> **本文抜粋**
2012年7月31日
5時半起床。朝食のあと6時にアトリエへ。久し振りに歩く。 夏の間は自転車を利用することが多いので、運動不足になる。さすが早朝は車も人も少なく、涼しくて気持がいい。アトリエに着いた途端パンツをはきかえたために鍵を忘れ、取りに帰る。やれや倍歩かされた。もう一度歩くのは嫌だから自転車で行く。まだ早いのでアトリエの蟻はまだ寝ているだろうと思ったら、蟻は結構早起きだ。日中の猛暑を避けて早朝に働いているようだ。

2012年7月25

イチローがヤンキースに移籍した。環境を変えることで刺激を求めているというが、ぼくも変化に迫られると環境を変えることにしている。物質的環境を変えるだけではなく、ちょっとした考え方を変えることも環境を変えることだと思う。でないと沼の水のようにすぐ淀んでしまう。いつもサラサラ血液が身体中を巡っているようにしたいものだ。大きい環境の変化を起こしたイチローに学ぶことが多くありそうだ。とにかく注目しよう。

2012年7月24日
この間、眼鏡を失くして探し廻っていたら、今日タマが玄関で大声 で泣くので出て見たら、いつもあげている野良用のエサ皿の横でタ マが眼鏡を踏んづけていた。毎日2回もエサをあげているの に、そこにあったのには驚くしかなかった。レンズが片方はがれて いたけれどなぜここに! 別に不思議話にはしたくないけれ ど、誰が見てもわかるところにあったことが、やっぱり不思議だ。

> **提供記録**
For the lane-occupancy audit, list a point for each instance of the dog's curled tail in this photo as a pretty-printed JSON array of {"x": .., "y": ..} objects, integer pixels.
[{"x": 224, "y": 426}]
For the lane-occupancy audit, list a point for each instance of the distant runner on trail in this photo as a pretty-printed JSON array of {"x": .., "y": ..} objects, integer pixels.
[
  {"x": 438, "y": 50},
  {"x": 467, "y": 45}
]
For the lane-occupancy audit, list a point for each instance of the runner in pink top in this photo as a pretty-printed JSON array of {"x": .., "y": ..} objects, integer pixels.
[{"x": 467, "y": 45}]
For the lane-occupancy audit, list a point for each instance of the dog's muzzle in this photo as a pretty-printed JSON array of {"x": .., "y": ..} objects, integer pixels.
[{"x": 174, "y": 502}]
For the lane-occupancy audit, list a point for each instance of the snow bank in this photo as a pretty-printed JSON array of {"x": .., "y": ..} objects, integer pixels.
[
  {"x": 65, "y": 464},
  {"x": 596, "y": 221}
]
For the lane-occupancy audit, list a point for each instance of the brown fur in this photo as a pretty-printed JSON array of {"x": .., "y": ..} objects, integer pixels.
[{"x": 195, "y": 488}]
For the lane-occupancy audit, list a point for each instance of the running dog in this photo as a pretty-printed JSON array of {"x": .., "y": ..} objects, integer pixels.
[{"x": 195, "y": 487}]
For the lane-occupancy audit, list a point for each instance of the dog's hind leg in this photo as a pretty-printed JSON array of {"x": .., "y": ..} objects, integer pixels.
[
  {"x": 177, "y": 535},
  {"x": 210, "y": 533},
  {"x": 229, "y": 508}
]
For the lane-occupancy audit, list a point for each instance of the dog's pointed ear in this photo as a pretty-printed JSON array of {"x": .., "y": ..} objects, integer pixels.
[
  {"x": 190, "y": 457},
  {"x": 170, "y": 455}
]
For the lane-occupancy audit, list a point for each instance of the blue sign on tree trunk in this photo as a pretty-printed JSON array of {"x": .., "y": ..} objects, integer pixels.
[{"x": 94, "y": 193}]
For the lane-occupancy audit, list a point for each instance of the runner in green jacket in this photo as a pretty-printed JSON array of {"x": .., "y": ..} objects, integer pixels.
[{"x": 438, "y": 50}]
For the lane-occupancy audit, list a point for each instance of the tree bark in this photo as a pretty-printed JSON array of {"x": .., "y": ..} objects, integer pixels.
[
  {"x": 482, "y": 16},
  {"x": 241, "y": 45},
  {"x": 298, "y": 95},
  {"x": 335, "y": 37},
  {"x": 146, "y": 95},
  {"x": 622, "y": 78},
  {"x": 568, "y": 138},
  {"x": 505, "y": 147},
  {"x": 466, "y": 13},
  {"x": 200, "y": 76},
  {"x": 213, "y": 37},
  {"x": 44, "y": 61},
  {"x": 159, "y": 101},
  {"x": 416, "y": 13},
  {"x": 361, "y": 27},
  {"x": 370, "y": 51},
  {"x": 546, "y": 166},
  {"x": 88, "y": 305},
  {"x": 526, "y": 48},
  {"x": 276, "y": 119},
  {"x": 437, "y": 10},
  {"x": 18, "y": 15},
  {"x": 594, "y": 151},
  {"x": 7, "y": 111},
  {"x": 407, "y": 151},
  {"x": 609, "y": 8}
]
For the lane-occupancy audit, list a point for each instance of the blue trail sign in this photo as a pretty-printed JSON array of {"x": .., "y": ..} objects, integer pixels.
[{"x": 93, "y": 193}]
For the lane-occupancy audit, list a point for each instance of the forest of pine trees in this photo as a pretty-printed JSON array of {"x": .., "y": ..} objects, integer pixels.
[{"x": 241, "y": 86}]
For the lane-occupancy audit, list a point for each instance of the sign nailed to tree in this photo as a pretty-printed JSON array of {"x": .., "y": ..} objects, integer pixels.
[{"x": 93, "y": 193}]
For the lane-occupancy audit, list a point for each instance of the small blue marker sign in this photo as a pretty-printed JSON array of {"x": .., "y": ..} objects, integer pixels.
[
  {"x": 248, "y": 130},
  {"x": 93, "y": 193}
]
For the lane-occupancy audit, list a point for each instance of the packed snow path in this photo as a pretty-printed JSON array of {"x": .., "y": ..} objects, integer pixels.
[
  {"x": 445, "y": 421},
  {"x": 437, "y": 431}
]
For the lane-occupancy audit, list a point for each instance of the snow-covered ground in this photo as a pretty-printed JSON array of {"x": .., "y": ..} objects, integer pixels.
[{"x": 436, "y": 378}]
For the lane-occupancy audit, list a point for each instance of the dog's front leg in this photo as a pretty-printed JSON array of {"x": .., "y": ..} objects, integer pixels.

> **設問 A**
本文抜粋について、次の問いに答えてください。
(i) 7月31日、筆者は何時に起床しましたか。
(ii) イチローはどこに移籍しましたか。
(iii) 失くした眼鏡はどこで見つかりましたか。
> **設問 B**
次の各文が本文抜粋の内容と合っているかを判定し、「はい」か「いいえ」で答えてください。判断の根拠となる本文の語句をそのまま引用してください。
(i) 7月31日、筆者は初めから自転車でアトリエへ向かった。
(ii) 筆者は、考え方を変えることも環境を変えることだと考えている。
(iii) 見つかった眼鏡はレンズが両方とも無事だった。
> **設問 C**
本文抜粋のうち、「イチローがヤンキースに移籍し」で始まり「そうだ。とにかく注目しよう。」で終わる部分を、一字一句変えずに打ち直してください。

> **解答 A**
(i) 5時半です。
(ii) ヤンキースです。
(iii) いつもあげている野良用のエサ皿の横です。

> **解答 B**
(i) いいえ。「久し振りに歩く。」
(ii) はい。「ちょっとした考え方を変えることも環境を変えることだと思う」
(iii) いいえ。「レンズが片方はがれて」

> **解答 C**
イチローがヤンキースに移籍した。環境を変えることで刺激を求めているというが、ぼくも変化に迫られると環境を変えることにしている。物質的環境を変えるだけではなく、ちょっとした考え方を変えることも環境を変えることだと思う。でないと沼の水のようにすぐ淀んでしまう。いつもサラサラ血液が身体中を巡っているようにしたいものだ。大きい環境の変化を起こしたイチローに学ぶことが多くありそうだ。とにかく注目しよう。